Point-per-instance localization data:
+ + + + + + +
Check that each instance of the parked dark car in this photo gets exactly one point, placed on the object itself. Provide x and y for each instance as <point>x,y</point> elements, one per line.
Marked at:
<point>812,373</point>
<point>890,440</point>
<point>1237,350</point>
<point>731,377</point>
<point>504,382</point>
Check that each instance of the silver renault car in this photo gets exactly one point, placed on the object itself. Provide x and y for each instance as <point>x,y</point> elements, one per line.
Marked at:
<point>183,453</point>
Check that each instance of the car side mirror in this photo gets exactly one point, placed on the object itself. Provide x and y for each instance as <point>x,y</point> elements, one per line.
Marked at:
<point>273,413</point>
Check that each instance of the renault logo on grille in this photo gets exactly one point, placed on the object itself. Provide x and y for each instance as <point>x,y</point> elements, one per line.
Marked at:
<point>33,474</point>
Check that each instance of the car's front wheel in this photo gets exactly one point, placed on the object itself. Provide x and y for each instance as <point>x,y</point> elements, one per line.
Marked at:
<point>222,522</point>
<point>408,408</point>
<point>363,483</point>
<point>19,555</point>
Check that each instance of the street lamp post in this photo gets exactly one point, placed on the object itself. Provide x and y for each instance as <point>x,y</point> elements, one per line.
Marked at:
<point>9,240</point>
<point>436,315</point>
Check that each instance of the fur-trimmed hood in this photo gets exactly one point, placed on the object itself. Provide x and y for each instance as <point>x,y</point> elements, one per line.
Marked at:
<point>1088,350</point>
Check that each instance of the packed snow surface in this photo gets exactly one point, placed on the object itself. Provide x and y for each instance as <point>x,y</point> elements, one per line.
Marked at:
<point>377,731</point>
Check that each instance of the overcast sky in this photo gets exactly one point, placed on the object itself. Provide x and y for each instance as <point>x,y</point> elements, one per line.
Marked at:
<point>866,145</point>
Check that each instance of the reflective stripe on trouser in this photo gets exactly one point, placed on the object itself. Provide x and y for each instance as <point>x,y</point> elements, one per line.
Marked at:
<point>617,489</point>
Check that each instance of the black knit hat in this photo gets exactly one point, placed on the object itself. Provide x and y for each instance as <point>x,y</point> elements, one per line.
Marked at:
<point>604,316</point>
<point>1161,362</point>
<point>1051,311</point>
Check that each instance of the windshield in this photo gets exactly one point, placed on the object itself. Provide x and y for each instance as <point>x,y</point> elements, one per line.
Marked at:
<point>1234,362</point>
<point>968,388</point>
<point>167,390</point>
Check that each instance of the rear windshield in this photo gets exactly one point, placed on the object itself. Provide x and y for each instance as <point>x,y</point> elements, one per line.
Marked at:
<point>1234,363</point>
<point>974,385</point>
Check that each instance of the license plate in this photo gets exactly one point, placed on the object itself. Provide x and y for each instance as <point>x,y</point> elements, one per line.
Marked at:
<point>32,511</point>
+ + + + + + +
Activity: Find every line above that contains the word "renault", and return each one.

Solution for this task:
Check that each instance of the silver renault car in this photo gets exactly one point, placed on the object itself. Provide x and y for each instance as <point>x,y</point> elements, one per line.
Check that each instance of the renault logo on grille in this photo gets exactly one point, placed on the object itself. Provide x and y for each instance as <point>x,y</point> elements, one per line.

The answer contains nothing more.